• _Selected passage_
§ §

In the black-and-white documentary ‘Jet Lag,’ pandemic travelogue meets family memoir

Society & Culture

Exploring the personal and the familial, award-winning director Zheng Lu Xinyuan’s nonfiction film intermingles the pandemic and politics — but not in the way you expect.

A still from ‘Jet Lag’

In early 2020, first-time Chinese director Zhèng Lù Xīnyuán 郑陆心源 rose to sudden fame. Her feature debut, The Cloud in Her Room — an art house feature about a young Chinese woman’s quarter-life crisis — won the prestigious Tiger Award at the International Film Festival Rotterdam. This year, she returns to the festival scene with her second film, Jet Lag. It documents the jet-lagged, pandemic-era journey of the director and her partner from Austria to China in early 2020, but is also intermingled with an earlier family trip to Myanmar in a deeply personal reflection on family, intimacy, and home.

“A very personal essay film that I try to write through the visuals” is how the director describes the documentary. Mixing together visual materials — old photos, home movies, travelogue recordings, archive videos, CCTV tapes, and protest footage — Zheng Lu (she uses a double-barreled surname) crafts a formally fascinating memoir film. The title not only refers to the time difference between two continents, but also stands as a metaphor for the detached relationships in the director’s family.

§ §

• _Information shown_

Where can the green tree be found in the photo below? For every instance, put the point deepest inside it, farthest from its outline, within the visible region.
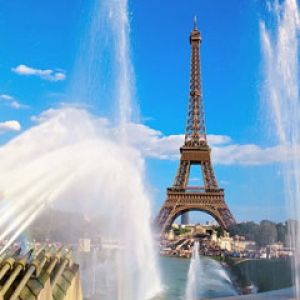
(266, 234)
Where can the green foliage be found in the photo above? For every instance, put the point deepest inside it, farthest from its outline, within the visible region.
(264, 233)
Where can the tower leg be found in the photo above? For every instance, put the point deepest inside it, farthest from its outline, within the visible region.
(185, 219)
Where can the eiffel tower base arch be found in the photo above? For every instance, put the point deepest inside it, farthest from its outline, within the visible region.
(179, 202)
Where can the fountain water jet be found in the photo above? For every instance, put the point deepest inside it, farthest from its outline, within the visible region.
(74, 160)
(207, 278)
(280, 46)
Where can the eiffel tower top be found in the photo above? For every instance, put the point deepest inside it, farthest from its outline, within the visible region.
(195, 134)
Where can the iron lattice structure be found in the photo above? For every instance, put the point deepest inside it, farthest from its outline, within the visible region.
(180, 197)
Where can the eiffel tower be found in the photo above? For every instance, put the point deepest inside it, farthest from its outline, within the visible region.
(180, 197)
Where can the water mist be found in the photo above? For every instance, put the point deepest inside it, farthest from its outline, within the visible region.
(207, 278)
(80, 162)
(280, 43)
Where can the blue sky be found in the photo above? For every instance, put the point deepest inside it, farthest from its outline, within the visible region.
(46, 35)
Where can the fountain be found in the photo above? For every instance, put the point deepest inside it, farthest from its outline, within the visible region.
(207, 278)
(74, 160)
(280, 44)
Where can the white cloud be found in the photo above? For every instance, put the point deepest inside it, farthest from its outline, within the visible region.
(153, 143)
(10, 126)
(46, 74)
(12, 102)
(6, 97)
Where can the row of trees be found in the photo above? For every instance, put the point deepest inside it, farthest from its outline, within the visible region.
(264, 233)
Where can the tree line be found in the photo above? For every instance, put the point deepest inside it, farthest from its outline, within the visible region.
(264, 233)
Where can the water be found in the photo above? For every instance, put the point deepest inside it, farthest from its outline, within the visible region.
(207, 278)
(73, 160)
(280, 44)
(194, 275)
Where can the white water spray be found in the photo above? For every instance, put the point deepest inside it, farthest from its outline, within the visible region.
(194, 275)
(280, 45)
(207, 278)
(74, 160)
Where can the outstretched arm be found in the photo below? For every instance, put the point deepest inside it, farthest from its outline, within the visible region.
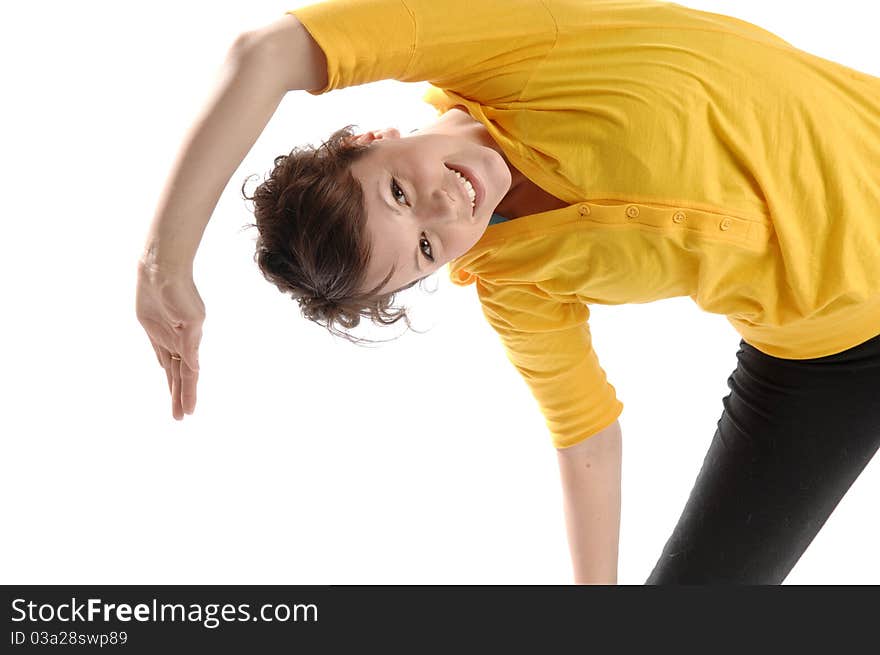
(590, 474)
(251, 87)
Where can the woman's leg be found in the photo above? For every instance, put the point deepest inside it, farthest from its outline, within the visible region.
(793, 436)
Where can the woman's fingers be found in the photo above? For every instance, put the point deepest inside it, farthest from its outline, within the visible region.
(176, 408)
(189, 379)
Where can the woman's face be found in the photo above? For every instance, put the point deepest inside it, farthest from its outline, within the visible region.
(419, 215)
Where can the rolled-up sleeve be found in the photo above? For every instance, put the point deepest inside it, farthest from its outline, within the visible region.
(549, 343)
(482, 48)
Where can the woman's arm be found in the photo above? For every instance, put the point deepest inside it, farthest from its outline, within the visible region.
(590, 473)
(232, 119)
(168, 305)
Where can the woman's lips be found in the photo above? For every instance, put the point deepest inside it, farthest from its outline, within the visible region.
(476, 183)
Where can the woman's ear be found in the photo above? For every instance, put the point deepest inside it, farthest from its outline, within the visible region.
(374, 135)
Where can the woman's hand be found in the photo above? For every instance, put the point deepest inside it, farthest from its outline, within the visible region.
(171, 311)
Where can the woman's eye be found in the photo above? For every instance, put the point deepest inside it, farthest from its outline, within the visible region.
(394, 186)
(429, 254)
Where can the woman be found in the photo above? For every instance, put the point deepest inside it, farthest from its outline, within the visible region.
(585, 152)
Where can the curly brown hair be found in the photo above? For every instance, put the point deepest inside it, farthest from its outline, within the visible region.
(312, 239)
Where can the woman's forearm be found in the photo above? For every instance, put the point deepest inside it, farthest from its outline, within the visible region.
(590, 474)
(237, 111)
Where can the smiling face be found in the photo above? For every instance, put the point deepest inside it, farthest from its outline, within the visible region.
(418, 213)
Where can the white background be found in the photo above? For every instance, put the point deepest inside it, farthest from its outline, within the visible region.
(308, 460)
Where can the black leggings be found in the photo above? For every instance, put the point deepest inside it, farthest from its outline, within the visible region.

§ §

Return the entire article on the documentary "Jet Lag" word for word, from its headline to its final sentence.

In the black-and-white documentary ‘Jet Lag,’ pandemic travelogue meets family memoir

Society & Culture

Exploring the personal and the familial, award-winning director Zheng Lu Xinyuan’s nonfiction film intermingles the pandemic and politics — but not in the way you expect.

A still from ‘Jet Lag’

In early 2020, first-time Chinese director Zhèng Lù Xīnyuán 郑陆心源 rose to sudden fame. Her feature debut, The Cloud in Her Room — an art house feature about a young Chinese woman’s quarter-life crisis — won the prestigious Tiger Award at the International Film Festival Rotterdam. This year, she returns to the festival scene with her second film, Jet Lag. It documents the jet-lagged, pandemic-era journey of the director and her partner from Austria to China in early 2020, but is also intermingled with an earlier family trip to Myanmar in a deeply personal reflection on family, intimacy, and home.

“A very personal essay film that I try to write through the visuals” is how the director describes the documentary. Mixing together visual materials — old photos, home movies, travelogue recordings, archive videos, CCTV tapes, and protest footage — Zheng Lu (she uses a double-barreled surname) crafts a formally fascinating memoir film. The title not only refers to the time difference between two continents, but also stands as a metaphor for the detached relationships in the director’s family.